▸ **WHAT YOU NEED TO DO**:
Copy out exactly the lines from the line containing "the lighthouse shown" to the end of the listing.

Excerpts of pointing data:
=-=-=-=-=

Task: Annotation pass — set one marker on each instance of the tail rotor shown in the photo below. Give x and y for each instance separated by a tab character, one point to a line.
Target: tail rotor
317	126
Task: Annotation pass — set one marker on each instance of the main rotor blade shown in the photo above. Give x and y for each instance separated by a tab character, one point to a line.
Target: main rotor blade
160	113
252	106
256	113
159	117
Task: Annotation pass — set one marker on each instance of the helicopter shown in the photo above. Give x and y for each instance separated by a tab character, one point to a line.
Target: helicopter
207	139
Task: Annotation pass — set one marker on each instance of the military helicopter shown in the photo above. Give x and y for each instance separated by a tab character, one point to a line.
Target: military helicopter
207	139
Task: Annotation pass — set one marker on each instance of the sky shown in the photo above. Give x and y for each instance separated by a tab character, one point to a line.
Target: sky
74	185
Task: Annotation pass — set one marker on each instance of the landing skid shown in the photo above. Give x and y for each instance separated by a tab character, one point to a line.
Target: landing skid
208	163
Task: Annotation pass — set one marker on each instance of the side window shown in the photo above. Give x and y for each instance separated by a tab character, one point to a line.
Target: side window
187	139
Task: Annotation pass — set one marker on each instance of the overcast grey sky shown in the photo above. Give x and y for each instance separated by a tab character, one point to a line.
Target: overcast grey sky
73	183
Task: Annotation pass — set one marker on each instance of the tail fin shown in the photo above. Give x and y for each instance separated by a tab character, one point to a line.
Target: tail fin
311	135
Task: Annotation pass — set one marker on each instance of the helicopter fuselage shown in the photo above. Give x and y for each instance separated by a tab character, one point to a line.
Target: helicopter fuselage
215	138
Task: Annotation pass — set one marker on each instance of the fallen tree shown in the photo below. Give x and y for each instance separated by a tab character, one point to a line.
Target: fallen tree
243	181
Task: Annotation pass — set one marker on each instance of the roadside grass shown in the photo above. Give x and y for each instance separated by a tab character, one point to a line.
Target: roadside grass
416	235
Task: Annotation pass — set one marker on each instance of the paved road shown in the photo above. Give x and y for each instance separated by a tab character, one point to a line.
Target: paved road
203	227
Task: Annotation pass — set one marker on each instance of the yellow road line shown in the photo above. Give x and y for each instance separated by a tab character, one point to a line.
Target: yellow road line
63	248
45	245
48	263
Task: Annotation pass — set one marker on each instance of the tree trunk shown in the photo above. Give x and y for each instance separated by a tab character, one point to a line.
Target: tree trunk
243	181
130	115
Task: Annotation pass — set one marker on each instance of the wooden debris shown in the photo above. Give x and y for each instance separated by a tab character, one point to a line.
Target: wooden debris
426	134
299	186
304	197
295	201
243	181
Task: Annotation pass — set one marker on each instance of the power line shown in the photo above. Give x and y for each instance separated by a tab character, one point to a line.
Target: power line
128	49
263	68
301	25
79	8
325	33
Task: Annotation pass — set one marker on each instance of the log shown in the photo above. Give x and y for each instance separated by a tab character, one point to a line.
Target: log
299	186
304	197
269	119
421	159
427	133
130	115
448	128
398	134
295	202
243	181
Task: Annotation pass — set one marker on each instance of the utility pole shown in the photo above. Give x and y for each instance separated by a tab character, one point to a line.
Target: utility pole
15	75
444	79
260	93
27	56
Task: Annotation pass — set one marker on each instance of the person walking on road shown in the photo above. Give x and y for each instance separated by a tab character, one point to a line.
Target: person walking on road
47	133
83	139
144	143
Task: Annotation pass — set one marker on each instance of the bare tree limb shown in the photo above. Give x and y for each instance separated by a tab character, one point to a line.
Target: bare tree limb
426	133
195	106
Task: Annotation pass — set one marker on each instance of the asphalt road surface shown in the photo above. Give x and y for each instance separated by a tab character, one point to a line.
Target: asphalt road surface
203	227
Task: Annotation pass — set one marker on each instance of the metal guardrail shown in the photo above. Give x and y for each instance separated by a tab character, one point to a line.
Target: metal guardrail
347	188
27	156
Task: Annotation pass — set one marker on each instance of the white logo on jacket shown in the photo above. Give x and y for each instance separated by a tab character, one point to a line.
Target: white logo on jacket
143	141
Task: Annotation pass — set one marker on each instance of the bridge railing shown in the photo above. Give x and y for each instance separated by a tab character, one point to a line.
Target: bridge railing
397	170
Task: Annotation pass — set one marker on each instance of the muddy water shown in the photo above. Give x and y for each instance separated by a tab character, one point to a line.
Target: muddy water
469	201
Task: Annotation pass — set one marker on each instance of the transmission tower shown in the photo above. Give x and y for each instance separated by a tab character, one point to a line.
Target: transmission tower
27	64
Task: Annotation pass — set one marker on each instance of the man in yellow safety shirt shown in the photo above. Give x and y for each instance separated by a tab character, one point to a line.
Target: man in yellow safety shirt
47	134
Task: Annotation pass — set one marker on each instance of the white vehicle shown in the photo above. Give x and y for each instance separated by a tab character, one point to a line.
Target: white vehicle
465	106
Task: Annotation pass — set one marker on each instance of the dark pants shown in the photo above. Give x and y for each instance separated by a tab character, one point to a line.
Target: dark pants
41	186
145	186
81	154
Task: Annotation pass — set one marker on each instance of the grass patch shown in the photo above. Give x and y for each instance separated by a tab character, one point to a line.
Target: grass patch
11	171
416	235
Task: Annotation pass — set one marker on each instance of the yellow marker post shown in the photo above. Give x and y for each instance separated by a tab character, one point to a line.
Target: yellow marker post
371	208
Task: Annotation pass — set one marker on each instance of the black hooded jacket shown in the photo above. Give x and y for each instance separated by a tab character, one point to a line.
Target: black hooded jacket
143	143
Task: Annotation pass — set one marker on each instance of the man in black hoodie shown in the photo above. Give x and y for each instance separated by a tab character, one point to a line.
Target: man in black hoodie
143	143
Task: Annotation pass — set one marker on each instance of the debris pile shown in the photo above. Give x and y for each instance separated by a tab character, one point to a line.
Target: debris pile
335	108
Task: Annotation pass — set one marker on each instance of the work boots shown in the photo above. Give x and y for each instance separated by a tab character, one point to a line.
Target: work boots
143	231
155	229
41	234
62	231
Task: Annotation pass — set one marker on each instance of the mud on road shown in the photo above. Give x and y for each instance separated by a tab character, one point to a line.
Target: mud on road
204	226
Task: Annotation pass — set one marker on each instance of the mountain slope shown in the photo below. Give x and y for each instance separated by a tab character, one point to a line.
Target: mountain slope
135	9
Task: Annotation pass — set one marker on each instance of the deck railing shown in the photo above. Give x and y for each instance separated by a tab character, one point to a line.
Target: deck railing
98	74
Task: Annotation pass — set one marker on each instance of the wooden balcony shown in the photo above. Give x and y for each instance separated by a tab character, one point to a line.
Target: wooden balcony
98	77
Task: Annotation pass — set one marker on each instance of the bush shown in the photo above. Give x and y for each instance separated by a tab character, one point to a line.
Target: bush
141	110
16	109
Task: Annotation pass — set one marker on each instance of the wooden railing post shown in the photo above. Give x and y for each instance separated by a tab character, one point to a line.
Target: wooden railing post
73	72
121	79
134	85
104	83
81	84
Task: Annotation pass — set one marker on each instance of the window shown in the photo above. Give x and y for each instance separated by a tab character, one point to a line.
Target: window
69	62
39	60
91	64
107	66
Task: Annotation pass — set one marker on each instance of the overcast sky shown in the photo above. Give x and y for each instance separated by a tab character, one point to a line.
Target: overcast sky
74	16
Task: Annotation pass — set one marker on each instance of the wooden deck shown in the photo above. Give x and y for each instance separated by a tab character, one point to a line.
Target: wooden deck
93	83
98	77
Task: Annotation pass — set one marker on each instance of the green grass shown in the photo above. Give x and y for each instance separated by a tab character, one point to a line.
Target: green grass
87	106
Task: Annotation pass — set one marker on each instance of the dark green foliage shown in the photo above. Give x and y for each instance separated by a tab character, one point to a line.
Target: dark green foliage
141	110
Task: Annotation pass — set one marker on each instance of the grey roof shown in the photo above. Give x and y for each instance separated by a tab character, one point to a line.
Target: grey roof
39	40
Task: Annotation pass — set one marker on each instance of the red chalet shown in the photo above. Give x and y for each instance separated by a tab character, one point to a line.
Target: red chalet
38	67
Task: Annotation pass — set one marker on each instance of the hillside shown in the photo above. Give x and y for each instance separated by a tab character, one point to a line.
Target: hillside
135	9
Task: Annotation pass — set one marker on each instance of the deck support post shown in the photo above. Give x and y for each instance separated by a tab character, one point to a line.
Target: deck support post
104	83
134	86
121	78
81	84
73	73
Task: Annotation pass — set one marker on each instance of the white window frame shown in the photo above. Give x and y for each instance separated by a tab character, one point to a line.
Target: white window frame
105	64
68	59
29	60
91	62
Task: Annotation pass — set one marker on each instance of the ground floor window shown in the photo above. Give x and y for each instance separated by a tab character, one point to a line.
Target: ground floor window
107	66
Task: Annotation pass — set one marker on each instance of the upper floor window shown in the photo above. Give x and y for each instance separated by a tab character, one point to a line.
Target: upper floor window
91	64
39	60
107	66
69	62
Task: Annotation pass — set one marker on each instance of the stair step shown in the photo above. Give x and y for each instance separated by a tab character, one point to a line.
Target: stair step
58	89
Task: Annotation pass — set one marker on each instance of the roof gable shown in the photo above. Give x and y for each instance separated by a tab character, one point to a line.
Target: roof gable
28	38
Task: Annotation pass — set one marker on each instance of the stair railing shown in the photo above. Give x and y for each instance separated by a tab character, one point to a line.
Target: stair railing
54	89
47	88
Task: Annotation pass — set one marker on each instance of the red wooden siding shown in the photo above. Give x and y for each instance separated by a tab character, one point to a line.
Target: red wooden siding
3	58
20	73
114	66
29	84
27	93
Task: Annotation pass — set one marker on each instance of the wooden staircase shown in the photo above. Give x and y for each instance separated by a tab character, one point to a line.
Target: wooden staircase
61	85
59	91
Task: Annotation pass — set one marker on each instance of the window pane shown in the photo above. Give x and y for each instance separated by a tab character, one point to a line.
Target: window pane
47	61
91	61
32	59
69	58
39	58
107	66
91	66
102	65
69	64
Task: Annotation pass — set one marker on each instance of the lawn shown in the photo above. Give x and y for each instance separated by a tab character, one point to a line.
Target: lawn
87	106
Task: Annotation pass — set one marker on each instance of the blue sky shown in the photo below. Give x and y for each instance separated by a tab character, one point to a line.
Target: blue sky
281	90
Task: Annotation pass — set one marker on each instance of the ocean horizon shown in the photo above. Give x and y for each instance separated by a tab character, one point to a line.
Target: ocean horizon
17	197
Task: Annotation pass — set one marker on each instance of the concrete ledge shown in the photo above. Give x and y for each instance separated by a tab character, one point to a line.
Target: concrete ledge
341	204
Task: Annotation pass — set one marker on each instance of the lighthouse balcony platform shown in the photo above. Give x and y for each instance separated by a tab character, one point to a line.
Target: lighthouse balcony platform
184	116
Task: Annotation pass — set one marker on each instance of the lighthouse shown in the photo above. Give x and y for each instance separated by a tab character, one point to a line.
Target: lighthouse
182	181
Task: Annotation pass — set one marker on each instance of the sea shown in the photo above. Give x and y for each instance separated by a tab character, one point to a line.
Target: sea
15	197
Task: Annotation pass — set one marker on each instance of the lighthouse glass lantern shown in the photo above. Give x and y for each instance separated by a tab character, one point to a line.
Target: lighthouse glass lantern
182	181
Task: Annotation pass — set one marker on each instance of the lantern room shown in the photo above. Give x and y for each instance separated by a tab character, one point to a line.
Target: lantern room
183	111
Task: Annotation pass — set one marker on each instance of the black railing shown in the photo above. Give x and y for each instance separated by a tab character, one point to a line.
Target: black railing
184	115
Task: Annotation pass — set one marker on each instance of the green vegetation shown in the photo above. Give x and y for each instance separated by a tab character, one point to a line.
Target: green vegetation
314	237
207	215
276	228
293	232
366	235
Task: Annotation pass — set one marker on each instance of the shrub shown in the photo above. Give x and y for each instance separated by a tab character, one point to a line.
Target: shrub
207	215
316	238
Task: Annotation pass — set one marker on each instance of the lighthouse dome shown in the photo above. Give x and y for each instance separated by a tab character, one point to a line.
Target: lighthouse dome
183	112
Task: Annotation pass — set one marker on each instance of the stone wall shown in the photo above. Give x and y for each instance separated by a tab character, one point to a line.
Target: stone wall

=-=-=-=-=

▸ **TASK RESPONSE**:
Task: Annotation pass — set one marker on each instance of the lighthouse shown in the photo above. Give x and y for each instance separated by a tab character, one point to a line.
Target: lighthouse
182	181
Task: Annotation pass — set one marker on each instance of the sea shown in the photo above. Give x and y for each instance separated by a tab character, one point to a line.
Target: sea
15	197
Task: Annotation pass — set one marker on each instance of the lighthouse glass lantern shown in the photo above. Give x and y for each instance separated by a tab character, one point to a line.
Target: lighthouse glass lantern
182	181
Task: Annotation pass — set one marker on each instance of the lantern room shown in the photo above. Give x and y for each instance separated by a tab character, one point to a line.
Target: lantern room
183	111
Task: Annotation pass — set one marker on each instance of the black railing shown in the photo above. Give x and y for each instance separated by a tab character, one point to a line.
Target: black railing
184	115
Task: Annotation pass — set one marker on each instance of the green vegetation shown in the photo above. Give x and y for each instance separated by a tab character, one point to a line.
Target: green vegetation
314	237
207	215
276	228
293	232
366	235
Task: Annotation pass — set one marker on each instance of the shrub shown in the photo above. Give x and y for each instance separated by a tab character, one point to a line.
Target: shrub
207	215
316	238
Task: Annotation pass — set one marker on each instance of the lighthouse dome shown in the photo above. Give x and y for each instance separated by a tab character, one point to a line.
Target: lighthouse dome
183	112
Task: Annotation pass — set one marker on each instance of the stone wall shown in the photo above. Give x and y for each instance separated by a tab character, one point to a line.
Target: stone wall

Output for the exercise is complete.